### Data provided
-----
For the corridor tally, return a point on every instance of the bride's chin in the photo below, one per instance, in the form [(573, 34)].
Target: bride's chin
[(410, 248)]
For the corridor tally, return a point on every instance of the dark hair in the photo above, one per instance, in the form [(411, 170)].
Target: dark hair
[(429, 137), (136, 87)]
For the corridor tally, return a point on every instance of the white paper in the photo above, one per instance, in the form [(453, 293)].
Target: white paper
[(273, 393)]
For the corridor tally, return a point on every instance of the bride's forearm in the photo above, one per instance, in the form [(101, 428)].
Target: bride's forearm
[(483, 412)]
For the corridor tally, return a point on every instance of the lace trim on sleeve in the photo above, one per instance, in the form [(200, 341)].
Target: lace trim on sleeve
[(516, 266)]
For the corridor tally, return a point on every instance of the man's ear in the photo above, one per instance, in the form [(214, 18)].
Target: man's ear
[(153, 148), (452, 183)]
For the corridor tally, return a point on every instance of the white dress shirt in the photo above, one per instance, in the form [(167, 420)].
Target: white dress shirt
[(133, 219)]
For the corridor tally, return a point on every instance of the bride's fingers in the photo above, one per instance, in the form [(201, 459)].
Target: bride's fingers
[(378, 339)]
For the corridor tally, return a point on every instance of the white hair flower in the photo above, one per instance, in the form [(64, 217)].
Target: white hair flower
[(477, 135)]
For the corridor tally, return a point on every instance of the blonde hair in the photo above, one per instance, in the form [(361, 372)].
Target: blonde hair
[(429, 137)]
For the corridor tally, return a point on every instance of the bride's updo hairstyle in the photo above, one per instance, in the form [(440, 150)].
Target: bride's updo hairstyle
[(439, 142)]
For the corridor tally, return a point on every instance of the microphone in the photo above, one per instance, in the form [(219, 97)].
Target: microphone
-----
### Assignment
Copy out the lines above exactly, beginning at the one that contains "Target: dark hair" and ending at the one that contains "form [(201, 459)].".

### Written solution
Target: dark hair
[(429, 137), (136, 87)]
For the corridor tally, return a point on every instance of the white paper in the photo above, one per instance, in the form [(453, 293)].
Target: white paper
[(273, 393)]
For the corridor tally, return a point on every instance of the bride's forearm in the photo above, one per instance, in the form [(101, 428)].
Target: bride's forearm
[(483, 412)]
For the corridor tally, return a point on every instance of the lace trim on sleeve in the photo above, one per instance, in the form [(200, 341)].
Target: lace trim on sleeve
[(516, 266)]
For the corridor tally, return a point on every instance of the man's ear in the photo above, one per instance, in the form [(214, 18)].
Target: man's ear
[(153, 148), (452, 183)]
For the corridor tally, return a point on every instance of the white dress shirt in the photo above, one per instance, in the form [(167, 420)].
Target: white dress shirt
[(133, 219)]
For the corridor tally, return a point on every instance of the bride's fingers in the photo above, one per instance, in the form [(201, 459)].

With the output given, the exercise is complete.